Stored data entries
----------
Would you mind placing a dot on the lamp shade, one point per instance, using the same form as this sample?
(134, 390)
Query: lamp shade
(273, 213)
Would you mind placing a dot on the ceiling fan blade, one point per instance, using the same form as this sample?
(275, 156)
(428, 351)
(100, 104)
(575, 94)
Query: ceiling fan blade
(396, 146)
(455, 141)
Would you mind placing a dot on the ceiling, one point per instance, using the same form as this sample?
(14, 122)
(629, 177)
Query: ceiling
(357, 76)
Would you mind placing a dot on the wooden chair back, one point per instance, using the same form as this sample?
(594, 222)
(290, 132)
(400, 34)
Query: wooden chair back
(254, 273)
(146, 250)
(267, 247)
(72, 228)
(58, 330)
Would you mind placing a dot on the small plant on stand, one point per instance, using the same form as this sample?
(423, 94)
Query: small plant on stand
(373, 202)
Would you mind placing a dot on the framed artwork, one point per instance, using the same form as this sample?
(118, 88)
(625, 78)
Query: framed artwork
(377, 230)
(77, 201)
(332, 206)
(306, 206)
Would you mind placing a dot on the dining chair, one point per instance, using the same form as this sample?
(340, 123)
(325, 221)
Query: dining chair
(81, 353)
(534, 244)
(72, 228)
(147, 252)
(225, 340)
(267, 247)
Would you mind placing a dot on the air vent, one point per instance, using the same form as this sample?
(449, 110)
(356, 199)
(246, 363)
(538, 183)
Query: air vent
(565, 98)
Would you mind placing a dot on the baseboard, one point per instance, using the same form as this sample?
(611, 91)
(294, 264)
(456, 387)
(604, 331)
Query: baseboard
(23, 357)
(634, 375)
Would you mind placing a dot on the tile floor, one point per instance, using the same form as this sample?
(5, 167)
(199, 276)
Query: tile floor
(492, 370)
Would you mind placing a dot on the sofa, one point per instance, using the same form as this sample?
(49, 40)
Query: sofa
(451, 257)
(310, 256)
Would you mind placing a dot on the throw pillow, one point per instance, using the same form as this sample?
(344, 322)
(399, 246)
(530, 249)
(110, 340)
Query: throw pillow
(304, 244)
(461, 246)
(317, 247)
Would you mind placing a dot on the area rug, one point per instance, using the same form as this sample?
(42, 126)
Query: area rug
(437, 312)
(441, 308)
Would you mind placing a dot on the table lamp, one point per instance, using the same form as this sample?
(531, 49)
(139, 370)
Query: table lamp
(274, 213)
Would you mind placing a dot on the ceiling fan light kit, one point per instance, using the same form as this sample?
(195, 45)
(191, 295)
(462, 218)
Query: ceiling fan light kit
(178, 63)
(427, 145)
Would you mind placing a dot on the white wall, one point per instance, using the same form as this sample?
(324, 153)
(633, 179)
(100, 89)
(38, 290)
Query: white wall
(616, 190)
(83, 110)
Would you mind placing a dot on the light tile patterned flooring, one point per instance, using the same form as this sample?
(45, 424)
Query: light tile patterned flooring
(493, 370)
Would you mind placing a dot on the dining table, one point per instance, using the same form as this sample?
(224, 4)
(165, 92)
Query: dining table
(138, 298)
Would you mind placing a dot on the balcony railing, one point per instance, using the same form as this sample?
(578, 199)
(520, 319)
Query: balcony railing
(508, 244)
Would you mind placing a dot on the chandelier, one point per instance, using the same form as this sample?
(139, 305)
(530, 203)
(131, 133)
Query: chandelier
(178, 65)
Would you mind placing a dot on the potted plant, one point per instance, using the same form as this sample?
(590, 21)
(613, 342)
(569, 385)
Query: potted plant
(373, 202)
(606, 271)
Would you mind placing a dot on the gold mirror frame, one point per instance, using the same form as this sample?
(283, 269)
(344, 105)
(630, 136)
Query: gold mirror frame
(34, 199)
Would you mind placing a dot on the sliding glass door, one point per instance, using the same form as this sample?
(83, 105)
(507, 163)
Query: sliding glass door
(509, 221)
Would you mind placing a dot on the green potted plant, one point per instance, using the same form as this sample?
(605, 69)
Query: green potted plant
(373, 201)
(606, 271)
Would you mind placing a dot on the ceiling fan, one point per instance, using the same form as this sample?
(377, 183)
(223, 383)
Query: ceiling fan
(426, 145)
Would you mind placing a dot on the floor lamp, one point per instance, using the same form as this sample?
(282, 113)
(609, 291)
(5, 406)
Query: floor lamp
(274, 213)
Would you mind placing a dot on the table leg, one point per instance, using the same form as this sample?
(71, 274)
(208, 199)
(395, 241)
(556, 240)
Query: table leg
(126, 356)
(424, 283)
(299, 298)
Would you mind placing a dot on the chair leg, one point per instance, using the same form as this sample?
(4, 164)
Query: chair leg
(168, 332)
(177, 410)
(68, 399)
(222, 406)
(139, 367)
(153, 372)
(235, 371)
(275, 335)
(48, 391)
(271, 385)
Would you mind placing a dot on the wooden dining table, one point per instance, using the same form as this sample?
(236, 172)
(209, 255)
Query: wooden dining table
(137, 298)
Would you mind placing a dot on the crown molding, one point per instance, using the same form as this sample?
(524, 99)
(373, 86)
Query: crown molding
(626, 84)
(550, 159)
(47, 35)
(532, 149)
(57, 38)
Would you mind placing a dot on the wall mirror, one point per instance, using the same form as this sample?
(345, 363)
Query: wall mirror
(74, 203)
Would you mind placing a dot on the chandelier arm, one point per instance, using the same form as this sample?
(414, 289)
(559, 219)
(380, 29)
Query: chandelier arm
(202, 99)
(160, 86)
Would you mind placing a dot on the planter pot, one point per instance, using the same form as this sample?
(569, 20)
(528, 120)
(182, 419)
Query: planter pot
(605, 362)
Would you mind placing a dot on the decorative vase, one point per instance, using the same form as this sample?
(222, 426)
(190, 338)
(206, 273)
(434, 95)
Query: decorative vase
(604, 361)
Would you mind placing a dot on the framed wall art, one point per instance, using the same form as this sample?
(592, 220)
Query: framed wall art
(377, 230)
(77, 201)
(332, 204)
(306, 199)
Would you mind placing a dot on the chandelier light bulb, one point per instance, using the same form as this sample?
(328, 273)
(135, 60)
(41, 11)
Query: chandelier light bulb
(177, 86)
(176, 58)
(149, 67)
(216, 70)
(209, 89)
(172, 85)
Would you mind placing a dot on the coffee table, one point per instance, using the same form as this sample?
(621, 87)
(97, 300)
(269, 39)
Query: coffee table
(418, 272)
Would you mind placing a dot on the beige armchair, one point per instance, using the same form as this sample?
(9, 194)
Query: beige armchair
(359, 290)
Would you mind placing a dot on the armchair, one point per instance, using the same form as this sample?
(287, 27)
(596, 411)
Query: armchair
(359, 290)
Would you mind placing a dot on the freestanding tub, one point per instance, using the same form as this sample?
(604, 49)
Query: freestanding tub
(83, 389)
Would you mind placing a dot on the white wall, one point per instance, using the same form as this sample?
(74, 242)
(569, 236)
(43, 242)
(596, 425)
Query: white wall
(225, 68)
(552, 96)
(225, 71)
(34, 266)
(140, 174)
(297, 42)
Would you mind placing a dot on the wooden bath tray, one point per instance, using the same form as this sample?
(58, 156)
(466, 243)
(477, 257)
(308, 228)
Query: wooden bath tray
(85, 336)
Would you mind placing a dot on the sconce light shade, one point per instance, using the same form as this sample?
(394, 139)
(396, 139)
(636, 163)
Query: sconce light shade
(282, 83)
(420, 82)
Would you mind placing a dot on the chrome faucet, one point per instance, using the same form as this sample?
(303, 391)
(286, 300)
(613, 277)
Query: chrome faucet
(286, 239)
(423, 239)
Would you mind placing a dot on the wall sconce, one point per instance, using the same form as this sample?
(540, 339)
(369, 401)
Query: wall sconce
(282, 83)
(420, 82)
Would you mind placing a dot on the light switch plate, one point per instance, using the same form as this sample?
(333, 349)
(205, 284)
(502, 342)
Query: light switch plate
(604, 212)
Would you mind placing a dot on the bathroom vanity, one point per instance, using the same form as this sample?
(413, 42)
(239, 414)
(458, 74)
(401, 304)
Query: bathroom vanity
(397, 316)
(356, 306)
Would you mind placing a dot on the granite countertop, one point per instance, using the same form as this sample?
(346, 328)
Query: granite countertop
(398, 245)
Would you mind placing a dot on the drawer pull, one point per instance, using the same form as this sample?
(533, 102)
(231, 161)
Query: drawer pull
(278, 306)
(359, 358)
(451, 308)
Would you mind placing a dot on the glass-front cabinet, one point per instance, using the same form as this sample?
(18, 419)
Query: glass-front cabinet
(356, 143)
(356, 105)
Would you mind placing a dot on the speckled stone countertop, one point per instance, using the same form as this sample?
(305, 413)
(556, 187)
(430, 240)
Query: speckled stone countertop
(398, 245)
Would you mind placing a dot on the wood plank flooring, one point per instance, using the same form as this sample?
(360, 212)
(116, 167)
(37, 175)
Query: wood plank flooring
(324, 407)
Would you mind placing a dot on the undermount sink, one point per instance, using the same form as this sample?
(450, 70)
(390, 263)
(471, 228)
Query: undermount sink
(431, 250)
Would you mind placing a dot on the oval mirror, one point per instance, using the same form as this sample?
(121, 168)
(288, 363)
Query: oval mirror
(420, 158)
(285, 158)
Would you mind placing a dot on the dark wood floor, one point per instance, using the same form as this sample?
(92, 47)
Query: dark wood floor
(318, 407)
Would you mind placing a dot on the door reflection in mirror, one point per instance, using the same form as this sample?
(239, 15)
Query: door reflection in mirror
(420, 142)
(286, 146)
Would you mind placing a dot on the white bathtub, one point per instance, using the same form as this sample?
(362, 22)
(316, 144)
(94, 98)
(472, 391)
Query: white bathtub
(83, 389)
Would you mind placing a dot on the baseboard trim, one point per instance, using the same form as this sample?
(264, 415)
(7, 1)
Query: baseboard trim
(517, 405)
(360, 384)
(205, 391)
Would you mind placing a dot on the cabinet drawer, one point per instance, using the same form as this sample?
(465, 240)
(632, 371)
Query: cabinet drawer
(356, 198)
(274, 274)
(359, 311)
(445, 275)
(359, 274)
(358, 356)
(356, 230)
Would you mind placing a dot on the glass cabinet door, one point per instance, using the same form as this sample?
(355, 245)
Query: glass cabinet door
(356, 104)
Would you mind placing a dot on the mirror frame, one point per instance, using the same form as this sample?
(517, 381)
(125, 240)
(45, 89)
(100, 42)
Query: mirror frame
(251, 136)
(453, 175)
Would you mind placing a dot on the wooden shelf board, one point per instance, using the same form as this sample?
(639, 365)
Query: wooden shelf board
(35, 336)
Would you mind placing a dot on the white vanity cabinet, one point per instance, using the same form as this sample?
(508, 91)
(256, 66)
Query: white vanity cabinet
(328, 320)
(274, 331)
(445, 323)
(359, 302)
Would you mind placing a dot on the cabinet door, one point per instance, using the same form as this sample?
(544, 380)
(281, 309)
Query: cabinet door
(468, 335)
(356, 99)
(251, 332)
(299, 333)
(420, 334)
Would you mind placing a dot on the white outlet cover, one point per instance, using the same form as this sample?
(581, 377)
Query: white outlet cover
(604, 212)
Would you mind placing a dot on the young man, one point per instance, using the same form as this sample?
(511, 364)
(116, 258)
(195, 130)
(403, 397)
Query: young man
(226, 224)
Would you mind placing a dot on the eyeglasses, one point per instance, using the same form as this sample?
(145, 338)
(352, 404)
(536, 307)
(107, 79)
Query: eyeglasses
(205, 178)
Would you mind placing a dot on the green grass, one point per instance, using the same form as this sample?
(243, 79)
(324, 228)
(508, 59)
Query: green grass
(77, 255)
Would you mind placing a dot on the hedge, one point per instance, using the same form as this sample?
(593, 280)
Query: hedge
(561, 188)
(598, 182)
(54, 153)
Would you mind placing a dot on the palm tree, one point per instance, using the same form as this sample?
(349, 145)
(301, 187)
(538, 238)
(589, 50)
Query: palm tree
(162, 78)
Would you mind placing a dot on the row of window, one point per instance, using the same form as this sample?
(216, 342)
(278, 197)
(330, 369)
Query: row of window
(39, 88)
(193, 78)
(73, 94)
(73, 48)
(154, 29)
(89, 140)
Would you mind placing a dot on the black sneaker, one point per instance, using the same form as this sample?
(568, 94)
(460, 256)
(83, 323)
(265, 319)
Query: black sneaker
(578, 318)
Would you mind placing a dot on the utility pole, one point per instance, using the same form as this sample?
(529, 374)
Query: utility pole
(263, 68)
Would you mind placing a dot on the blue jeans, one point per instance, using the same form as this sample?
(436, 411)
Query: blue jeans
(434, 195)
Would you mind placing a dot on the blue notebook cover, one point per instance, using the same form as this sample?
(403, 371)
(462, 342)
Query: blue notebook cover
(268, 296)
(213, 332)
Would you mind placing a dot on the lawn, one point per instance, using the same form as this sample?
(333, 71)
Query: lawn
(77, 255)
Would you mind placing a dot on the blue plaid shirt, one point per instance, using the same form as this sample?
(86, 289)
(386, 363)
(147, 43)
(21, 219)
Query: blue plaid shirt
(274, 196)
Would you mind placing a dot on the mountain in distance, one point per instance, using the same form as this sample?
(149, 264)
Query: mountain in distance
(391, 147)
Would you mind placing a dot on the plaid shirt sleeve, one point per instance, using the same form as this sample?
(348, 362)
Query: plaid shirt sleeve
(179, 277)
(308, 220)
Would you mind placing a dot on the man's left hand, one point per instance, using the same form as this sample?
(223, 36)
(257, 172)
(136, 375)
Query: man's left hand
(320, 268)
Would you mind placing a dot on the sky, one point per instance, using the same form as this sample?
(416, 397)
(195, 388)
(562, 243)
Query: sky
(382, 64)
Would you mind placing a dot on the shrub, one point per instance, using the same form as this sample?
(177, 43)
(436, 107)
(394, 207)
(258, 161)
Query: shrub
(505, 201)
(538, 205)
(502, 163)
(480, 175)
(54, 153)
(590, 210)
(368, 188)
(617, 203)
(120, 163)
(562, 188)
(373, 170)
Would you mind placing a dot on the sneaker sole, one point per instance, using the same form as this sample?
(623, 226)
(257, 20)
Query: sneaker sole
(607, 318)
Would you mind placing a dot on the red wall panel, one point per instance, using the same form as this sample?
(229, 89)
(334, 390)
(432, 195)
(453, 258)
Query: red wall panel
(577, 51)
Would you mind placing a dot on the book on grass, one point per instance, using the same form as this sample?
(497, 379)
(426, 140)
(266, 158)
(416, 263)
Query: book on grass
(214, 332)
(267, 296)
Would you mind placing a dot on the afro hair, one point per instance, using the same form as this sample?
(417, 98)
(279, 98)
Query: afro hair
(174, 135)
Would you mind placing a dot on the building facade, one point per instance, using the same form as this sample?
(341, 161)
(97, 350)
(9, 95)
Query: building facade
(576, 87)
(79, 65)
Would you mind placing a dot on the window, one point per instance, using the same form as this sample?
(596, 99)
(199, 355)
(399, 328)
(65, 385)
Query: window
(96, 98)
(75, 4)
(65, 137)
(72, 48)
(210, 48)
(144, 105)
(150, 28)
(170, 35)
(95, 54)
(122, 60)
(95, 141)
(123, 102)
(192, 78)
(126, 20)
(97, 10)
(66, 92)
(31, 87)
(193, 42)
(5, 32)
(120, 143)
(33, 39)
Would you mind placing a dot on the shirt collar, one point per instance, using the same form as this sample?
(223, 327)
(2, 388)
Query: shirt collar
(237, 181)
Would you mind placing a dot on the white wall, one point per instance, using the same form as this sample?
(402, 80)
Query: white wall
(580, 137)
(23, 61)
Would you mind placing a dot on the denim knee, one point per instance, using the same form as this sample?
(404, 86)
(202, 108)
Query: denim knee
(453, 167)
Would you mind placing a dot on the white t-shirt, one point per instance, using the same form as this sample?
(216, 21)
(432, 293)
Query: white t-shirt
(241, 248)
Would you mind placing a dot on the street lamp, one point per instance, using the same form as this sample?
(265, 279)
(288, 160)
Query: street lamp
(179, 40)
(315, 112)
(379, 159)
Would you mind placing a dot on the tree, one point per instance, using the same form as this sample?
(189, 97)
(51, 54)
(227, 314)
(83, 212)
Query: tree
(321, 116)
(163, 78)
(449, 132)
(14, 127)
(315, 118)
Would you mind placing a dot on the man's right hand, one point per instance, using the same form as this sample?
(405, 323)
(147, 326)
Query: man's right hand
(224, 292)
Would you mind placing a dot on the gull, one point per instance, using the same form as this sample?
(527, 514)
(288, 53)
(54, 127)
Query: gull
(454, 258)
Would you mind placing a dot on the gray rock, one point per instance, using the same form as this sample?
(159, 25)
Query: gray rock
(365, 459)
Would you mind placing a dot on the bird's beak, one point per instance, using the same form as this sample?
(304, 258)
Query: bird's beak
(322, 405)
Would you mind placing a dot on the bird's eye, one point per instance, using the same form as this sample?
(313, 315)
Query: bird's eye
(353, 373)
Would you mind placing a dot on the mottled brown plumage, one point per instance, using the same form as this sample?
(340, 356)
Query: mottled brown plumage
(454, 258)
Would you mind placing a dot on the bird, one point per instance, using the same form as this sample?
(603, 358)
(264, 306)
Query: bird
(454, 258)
----------
**TASK**
Having output the line that contains "Would you mind placing a dot on the ceiling, one", stop. Every line before it, back to the first line of the data, must be reproduced exactly.

**RESPONSE AREA**
Would you mind placing a dot on the lamp shade, one point per instance, using the same form as this sample?
(134, 390)
Query: lamp shade
(273, 213)
Would you mind placing a dot on the ceiling fan blade, one point per instance, using the same form as this sample?
(275, 156)
(428, 351)
(100, 104)
(575, 94)
Query: ceiling fan blade
(396, 146)
(455, 141)
Would you mind placing a dot on the ceiling, one point per instance, using the same form as this sample?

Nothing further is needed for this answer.